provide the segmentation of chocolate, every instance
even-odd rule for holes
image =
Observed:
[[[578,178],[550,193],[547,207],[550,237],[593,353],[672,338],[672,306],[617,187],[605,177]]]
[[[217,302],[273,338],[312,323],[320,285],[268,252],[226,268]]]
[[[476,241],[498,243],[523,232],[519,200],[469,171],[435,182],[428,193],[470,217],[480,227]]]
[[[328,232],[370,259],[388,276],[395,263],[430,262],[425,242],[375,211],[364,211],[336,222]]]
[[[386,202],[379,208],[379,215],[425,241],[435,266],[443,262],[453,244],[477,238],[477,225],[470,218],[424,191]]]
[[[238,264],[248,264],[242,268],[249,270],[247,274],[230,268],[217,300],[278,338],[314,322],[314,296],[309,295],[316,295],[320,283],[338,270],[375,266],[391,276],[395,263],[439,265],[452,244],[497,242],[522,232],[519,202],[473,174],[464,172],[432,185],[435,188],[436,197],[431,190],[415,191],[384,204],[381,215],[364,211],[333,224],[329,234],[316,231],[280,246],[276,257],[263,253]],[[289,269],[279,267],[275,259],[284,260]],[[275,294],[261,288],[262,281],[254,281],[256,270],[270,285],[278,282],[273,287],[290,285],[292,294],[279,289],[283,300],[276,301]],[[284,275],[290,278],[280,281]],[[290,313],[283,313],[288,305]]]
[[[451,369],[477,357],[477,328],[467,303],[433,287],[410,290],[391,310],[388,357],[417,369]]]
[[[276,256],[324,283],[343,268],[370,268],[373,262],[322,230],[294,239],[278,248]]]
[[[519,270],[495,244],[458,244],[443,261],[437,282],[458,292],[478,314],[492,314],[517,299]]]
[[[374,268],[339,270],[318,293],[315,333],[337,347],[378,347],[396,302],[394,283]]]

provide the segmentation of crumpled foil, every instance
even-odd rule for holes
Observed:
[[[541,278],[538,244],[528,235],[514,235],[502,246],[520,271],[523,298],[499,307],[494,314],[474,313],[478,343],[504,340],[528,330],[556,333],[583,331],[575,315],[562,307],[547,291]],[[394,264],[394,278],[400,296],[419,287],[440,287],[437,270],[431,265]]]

→ What is needed:
Tally up the lines in the preceding listing that contain the string "instance". Respond with the number and nothing else.

→ Answer space:
2